● Directions for this task
Count the lines in the data below that contain the string "green", matching case exactly. Reply with the number only.

● Extracted data
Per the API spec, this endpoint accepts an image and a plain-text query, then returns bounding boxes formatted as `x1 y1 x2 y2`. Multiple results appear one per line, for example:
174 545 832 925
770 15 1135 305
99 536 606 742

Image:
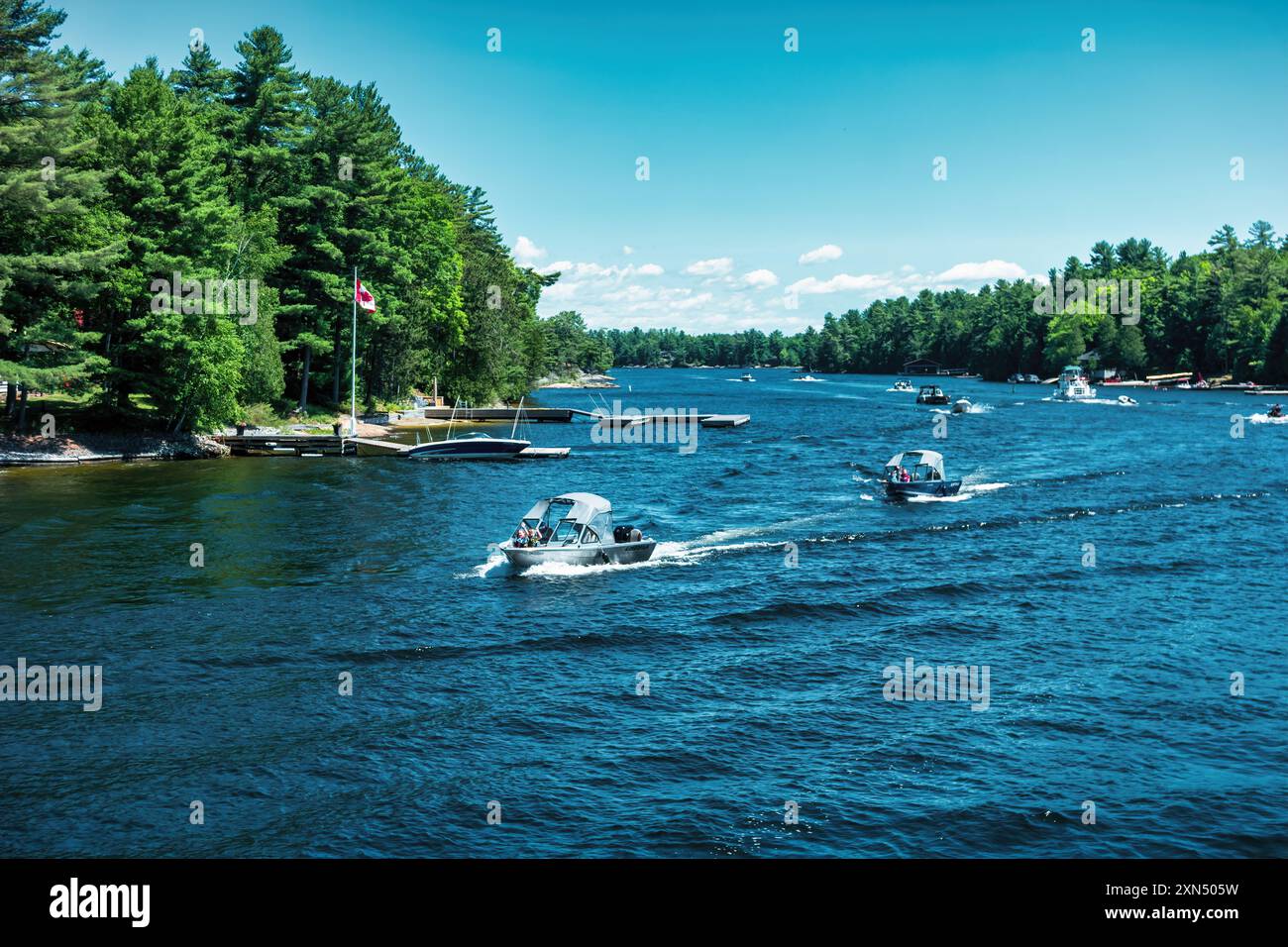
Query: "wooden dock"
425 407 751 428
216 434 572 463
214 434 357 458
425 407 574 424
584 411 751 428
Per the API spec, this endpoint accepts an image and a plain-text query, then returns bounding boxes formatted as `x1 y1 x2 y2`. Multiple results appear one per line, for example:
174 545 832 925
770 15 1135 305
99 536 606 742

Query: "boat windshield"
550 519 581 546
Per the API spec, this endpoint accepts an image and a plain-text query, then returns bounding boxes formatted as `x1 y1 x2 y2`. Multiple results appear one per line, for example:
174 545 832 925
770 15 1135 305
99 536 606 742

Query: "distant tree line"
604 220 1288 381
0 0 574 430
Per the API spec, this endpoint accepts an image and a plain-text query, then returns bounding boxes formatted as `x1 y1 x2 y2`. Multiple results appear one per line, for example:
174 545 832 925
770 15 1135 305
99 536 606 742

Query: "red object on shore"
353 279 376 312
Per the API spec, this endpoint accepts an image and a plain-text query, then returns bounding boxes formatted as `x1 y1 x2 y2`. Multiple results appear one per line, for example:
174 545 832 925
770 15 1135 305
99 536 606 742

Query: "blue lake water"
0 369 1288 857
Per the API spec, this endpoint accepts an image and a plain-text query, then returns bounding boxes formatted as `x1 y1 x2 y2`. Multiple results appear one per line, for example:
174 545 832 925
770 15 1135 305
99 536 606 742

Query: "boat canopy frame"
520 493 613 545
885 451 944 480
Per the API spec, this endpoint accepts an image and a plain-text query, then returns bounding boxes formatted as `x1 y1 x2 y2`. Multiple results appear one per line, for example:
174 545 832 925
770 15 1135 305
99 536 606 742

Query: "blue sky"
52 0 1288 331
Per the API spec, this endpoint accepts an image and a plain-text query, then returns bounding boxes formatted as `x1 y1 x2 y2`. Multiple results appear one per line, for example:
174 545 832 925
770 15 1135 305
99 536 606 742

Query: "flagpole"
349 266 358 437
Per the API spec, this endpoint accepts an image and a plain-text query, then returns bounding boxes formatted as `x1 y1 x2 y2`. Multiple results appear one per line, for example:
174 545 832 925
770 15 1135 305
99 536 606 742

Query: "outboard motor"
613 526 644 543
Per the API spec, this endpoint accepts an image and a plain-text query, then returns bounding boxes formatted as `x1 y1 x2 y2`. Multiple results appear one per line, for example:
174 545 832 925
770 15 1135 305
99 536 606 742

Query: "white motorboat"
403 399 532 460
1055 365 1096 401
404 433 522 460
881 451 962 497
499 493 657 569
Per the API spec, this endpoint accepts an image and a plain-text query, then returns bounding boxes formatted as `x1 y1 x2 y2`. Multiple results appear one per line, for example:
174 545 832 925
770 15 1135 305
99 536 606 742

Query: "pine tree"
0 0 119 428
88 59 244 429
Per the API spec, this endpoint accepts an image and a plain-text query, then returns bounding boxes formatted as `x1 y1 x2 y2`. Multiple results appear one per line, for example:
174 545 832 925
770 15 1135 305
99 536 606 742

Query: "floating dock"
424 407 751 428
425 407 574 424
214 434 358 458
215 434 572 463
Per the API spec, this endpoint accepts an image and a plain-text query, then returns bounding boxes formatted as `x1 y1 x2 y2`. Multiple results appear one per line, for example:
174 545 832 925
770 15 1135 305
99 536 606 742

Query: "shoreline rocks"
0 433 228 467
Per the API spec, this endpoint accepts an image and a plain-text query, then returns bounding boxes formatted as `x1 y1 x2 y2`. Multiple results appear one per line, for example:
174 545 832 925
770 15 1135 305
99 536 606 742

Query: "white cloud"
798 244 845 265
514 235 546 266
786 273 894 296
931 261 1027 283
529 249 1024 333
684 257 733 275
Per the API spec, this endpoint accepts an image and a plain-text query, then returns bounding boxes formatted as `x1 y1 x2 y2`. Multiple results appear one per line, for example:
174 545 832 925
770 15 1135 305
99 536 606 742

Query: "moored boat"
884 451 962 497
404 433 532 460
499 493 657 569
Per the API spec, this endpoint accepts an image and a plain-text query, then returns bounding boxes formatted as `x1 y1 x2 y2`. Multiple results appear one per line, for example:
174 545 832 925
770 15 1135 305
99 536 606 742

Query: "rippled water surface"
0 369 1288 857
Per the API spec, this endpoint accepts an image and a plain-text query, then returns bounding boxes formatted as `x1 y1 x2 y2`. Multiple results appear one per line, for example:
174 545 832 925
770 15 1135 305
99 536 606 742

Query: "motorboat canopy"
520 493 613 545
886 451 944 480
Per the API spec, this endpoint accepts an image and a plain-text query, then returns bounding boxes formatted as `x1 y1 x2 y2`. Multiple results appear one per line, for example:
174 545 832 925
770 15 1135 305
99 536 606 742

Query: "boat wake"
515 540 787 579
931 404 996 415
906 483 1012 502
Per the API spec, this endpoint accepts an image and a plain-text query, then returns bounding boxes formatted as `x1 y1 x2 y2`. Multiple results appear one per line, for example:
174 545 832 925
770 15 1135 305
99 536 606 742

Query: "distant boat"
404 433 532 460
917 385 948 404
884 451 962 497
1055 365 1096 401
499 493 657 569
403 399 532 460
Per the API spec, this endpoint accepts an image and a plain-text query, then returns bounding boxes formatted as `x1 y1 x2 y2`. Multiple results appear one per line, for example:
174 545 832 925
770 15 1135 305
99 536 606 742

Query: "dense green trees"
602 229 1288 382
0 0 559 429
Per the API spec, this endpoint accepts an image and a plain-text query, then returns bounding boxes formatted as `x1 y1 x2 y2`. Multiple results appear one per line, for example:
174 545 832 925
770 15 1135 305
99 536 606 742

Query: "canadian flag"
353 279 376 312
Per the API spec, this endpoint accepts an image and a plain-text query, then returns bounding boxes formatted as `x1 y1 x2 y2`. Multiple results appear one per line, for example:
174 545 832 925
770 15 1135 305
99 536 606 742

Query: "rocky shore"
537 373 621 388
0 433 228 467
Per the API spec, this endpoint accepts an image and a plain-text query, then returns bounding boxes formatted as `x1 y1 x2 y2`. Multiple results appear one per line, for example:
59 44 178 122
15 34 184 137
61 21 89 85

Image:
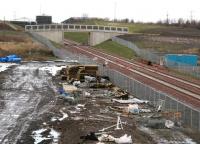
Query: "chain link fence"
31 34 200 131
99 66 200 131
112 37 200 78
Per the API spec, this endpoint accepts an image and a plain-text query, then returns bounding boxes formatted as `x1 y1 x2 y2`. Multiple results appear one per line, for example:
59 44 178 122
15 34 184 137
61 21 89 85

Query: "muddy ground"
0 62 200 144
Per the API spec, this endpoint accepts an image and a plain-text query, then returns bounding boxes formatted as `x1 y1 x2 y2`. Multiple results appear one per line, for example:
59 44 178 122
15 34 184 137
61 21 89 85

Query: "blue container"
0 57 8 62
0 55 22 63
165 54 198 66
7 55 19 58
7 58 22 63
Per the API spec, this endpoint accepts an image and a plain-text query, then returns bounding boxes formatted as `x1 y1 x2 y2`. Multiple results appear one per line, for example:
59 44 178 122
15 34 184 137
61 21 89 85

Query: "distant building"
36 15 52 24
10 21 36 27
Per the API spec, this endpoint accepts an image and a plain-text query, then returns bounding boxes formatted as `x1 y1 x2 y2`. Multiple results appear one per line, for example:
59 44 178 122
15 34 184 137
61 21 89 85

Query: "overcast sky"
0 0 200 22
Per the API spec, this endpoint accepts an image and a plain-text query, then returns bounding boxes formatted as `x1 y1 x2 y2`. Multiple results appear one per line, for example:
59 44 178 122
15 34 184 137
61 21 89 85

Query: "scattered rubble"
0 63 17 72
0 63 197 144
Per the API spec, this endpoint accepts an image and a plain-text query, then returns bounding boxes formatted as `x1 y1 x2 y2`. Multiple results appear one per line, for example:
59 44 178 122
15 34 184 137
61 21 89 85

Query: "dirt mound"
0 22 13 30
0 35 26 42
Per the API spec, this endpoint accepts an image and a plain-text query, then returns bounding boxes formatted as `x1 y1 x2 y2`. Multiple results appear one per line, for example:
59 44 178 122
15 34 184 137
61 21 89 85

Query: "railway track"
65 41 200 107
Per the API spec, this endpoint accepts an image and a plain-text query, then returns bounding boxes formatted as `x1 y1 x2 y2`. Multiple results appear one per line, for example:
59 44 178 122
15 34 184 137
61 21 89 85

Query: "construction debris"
==
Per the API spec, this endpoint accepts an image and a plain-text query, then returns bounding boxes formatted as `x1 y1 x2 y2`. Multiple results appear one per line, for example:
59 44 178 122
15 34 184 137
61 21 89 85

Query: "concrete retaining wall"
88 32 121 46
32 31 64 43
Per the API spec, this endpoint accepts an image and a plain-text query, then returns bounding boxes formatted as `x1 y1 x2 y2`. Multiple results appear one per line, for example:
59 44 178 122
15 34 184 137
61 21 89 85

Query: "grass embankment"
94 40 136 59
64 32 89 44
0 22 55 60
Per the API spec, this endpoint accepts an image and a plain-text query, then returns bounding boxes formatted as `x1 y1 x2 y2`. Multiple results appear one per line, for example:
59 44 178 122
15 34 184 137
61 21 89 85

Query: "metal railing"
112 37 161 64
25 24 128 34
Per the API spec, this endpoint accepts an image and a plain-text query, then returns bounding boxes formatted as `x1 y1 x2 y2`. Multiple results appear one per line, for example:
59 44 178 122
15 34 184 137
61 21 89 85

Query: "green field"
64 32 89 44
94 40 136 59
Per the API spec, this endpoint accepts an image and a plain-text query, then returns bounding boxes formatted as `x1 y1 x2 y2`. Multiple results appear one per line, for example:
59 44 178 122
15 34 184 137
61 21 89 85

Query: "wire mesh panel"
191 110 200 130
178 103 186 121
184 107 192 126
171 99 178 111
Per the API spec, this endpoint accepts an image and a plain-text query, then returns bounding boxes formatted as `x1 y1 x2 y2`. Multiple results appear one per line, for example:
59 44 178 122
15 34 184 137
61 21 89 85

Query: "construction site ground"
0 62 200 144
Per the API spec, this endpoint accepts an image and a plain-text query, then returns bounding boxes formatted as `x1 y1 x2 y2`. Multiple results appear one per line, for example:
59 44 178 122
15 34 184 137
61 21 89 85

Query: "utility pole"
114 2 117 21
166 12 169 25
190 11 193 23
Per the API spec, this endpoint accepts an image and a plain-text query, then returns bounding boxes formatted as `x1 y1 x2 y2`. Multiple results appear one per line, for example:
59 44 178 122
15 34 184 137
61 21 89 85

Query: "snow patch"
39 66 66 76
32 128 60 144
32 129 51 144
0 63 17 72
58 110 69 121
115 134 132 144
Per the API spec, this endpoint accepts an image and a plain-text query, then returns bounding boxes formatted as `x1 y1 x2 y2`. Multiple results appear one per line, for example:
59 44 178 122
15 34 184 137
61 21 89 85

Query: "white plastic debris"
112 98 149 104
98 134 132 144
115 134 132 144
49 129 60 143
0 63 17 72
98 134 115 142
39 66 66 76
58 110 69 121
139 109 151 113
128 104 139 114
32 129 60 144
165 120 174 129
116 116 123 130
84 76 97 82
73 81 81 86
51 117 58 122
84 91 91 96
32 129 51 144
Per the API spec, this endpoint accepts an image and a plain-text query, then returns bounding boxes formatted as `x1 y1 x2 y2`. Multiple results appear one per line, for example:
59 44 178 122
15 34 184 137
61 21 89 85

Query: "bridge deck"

● Response to the task
2